(Work to be completed)
Your task is to write out the lines from the line containing "Put a marker on each instance of the patterned basket." through the last line of the material, exactly.

(Supplied material)

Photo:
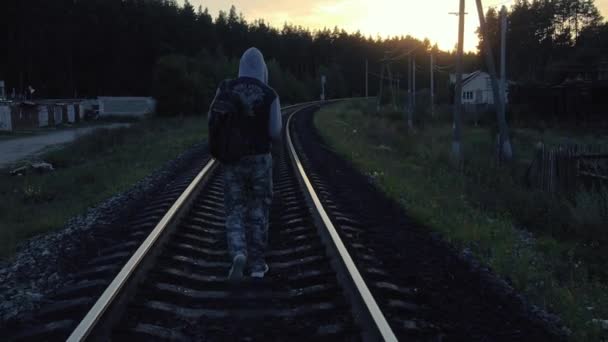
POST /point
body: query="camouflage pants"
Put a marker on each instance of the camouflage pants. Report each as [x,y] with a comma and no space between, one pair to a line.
[247,199]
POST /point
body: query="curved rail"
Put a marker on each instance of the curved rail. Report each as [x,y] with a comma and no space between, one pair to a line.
[365,300]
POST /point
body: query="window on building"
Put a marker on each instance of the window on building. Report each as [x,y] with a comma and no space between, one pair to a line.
[467,95]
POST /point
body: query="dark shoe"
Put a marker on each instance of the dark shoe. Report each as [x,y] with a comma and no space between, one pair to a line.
[260,271]
[238,265]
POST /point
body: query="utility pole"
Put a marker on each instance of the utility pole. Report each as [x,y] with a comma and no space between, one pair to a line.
[366,78]
[456,150]
[414,84]
[410,114]
[380,90]
[505,151]
[503,53]
[432,87]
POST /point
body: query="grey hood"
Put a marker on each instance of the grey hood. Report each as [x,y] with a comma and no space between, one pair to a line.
[252,65]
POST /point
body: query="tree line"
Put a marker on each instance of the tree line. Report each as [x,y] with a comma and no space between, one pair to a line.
[178,53]
[550,40]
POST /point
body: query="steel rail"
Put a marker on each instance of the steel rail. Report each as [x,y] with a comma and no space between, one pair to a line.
[86,326]
[371,306]
[90,322]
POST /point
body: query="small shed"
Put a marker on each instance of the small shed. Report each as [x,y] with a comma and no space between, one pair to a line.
[6,122]
[25,116]
[477,88]
[126,106]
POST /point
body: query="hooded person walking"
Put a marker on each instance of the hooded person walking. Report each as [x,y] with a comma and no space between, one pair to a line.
[248,181]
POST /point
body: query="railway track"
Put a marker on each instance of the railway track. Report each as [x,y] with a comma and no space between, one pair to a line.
[330,275]
[173,286]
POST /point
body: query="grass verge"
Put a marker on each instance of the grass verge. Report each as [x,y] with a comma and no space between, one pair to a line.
[89,170]
[484,208]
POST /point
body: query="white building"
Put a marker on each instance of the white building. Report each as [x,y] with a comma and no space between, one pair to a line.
[126,106]
[477,88]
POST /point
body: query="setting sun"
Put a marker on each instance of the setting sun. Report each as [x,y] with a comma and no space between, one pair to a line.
[421,19]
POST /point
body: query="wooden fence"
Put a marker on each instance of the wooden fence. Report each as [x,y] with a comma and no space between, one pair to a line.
[567,169]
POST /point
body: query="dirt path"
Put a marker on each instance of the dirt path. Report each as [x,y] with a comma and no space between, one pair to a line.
[14,150]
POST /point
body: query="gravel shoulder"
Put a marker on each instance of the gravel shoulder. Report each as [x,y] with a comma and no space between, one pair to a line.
[13,150]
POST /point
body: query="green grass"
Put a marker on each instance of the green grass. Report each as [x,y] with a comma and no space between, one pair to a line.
[483,208]
[89,170]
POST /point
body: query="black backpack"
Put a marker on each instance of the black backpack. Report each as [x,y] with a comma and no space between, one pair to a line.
[226,141]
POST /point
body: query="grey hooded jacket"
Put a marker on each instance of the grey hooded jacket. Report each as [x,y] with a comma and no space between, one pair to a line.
[252,65]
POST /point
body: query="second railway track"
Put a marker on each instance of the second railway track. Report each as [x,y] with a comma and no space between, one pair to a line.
[174,287]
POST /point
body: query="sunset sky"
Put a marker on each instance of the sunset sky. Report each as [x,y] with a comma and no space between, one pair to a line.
[419,18]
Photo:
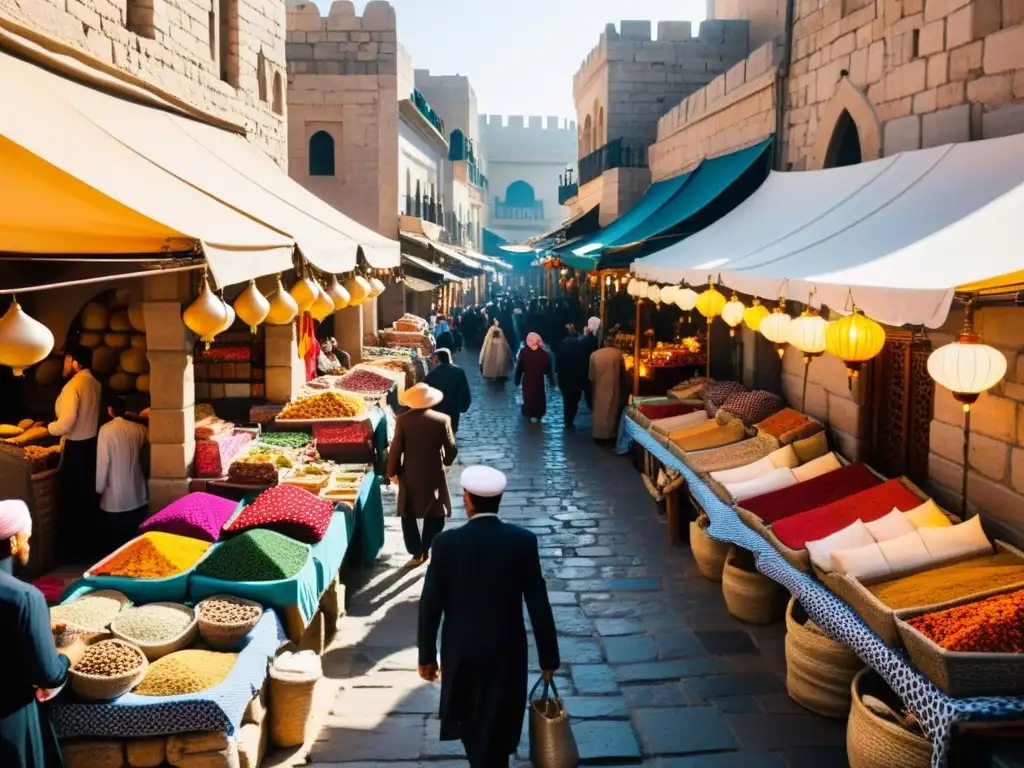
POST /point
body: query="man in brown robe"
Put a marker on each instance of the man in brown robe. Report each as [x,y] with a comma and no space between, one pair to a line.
[606,368]
[423,446]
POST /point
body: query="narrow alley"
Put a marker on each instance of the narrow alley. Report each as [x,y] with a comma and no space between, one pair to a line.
[654,670]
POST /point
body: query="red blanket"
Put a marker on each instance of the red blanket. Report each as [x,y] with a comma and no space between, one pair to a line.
[815,493]
[868,505]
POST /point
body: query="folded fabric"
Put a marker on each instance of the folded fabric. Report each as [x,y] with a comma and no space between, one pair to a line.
[889,526]
[928,515]
[956,541]
[811,448]
[861,562]
[683,421]
[853,536]
[817,493]
[816,468]
[905,553]
[773,480]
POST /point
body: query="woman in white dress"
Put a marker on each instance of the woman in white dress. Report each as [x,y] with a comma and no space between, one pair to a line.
[496,357]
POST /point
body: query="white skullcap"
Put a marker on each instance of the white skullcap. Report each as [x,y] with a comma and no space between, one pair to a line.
[485,482]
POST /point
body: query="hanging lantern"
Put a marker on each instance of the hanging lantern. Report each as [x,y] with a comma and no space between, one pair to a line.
[711,302]
[206,315]
[24,341]
[283,307]
[358,290]
[732,313]
[304,293]
[252,306]
[854,339]
[338,294]
[755,313]
[774,327]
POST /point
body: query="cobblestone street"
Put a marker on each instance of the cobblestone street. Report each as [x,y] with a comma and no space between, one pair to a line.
[654,670]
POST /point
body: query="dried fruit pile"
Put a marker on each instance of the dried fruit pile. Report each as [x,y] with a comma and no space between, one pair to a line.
[110,658]
[330,404]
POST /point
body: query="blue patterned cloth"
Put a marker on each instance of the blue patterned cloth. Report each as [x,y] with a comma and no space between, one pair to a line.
[935,710]
[219,709]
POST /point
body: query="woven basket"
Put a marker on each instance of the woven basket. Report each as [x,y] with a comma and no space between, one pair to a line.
[750,595]
[158,650]
[962,675]
[880,616]
[226,636]
[872,741]
[95,688]
[818,671]
[709,553]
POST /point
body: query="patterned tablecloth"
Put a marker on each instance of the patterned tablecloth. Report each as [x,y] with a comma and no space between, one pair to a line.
[219,709]
[936,711]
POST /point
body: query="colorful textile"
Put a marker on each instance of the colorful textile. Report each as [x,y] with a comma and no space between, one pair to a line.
[197,515]
[817,493]
[287,509]
[876,502]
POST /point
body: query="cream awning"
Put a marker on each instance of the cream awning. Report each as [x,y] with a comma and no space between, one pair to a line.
[895,237]
[36,117]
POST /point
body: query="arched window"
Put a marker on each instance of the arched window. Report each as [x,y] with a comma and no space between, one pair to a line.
[322,154]
[519,194]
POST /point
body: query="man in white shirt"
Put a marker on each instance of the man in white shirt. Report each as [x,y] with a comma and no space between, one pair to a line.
[120,477]
[78,421]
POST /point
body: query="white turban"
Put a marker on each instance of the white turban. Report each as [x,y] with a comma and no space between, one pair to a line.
[14,518]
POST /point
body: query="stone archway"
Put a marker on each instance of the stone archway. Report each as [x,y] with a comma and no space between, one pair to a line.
[847,104]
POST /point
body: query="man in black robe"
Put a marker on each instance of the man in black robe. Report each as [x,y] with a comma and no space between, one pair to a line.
[477,580]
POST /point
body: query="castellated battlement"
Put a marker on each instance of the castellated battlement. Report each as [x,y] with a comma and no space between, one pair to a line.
[676,46]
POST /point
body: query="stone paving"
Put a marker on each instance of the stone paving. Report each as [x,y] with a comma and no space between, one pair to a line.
[654,670]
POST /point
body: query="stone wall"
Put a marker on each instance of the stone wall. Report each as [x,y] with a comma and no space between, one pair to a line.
[176,45]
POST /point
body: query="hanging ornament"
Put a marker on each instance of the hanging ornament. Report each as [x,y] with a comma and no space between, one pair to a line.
[252,306]
[732,313]
[755,313]
[338,294]
[206,315]
[283,307]
[24,341]
[854,339]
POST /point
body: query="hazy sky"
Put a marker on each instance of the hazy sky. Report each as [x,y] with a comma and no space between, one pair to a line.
[519,54]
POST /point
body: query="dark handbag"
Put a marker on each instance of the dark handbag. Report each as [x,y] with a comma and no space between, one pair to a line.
[552,743]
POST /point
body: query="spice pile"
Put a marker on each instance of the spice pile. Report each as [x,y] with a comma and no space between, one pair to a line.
[255,556]
[994,625]
[185,672]
[153,555]
[153,624]
[330,404]
[110,658]
[93,612]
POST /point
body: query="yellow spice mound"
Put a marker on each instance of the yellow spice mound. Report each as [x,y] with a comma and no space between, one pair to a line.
[154,555]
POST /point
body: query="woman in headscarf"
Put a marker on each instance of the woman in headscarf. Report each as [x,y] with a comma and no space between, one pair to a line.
[532,366]
[496,357]
[35,667]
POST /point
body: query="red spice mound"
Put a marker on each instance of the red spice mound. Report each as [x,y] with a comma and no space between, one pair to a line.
[814,493]
[994,625]
[795,531]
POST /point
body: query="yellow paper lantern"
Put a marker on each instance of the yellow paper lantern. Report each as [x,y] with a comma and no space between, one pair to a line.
[251,306]
[754,314]
[732,313]
[854,339]
[24,341]
[283,307]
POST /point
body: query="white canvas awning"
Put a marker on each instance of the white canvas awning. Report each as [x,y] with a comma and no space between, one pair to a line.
[895,236]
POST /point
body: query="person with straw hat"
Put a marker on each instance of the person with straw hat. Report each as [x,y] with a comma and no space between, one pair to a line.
[423,446]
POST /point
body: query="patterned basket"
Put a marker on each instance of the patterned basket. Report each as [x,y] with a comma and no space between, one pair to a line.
[962,674]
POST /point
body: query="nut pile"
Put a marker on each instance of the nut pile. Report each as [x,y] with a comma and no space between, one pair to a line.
[227,611]
[153,624]
[110,658]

(End Supplied material)

(Response below)
Put a marker on each instance of the patterned basket. Report each as [x,y] with a comma and no space between, one pair to a line.
[962,674]
POST /point
body: query="nut pile"
Put a marker on each instance of the nut pile. Report each as [x,y] with a comma and no space between, one pair to a line.
[227,611]
[153,624]
[110,658]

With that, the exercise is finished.